» Text shown:
┄┄┄┄┄┄┄┄┄┄

6 No Equilibrium in First-to-Disperse Game on \(L_{3}\)

In this section, we consider the game \(G_{1}\left( n\right) \), where n players start together at the end location 1 on the line graph \(L_{n}\) with nodes \(1,2,\dots ,n.\) When some players first achieves “ownership” of a node (are alone at their node), these players equally split a prize of 1. Each player i has a single strategic variable, her laziness probability \(p_{i}.\) We seek symmetric equilibria (with all \(p_{i}\) the same) for the cases \(n=2,3.\)
We can consider this game as a selfish form of the social distancing problem with \(D=1\) and \(m=n\) (so it is also a dispersion problem) on the line graph \(L_{n}.\) In a version of this problem with what we call territoriality, a player who is alone at her node becomes the owner of it. This means she stays there forever and anyone else who lands there immediately moves away randomly in the next period. So the game considered here can be thought of as the beginning of a dispersal problem with territoriality.

6.1 The Case \(n=2\)

This is an almost trivial case. For any \(p\in \left( 0,1\right) \), the game eventually ends with probability one (as soon as one player moves and one stays, in the same period), with a payoff of 1/2, since both players will achieve ownership at the same time. So any pair \(\left( p,p\right) \) is a symmetric equilibrium.

6.2 The Case \(n=3\)

┄┄┄┄┄┄┄┄┄┄

» Things to do:
A) Answer these questions using the excerpt on the first-to-disperse game:
(i) What single strategic variable does each player have?
(ii) In the version with territoriality, what happens to anyone else who lands at a node that already has an owner?
(iii) In the case n = 2, what payoff do the players receive when the game ends?
B) List every section heading, together with its number, that appears in the excerpt on the first-to-disperse game.
C) Reproduce the passage of the excerpt on the first-to-disperse game, starting at "6.1 The Case" and ending at "a symmetric equilibrium.".

» Raw data:
┄┄┄┄┄┄┄┄┄┄

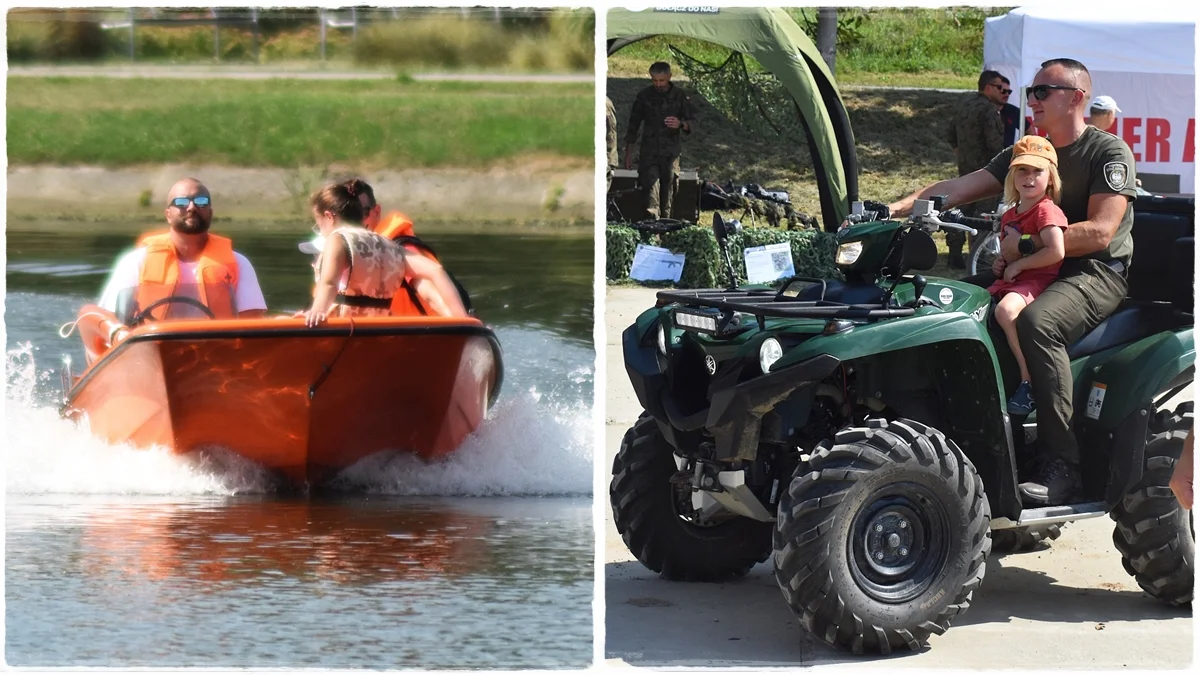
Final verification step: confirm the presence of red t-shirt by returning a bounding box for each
[1000,197,1067,281]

┄┄┄┄┄┄┄┄┄┄

» Answers below:
A)
(i) Her laziness probability, p_i.
(ii) That player immediately moves away randomly in the next period.
(iii) A payoff of 1/2.

B)
6 No Equilibrium in First-to-Disperse Game on \(L_{3}\)
6.1 The Case \(n=2\)
6.2 The Case \(n=3\)

C)
6.1 The Case \(n=2\)

This is an almost trivial case. For any \(p\in \left( 0,1\right) \), the game eventually ends with probability one (as soon as one player moves and one stays, in the same period), with a payoff of 1/2, since both players will achieve ownership at the same time. So any pair \(\left( p,p\right) \) is a symmetric equilibrium.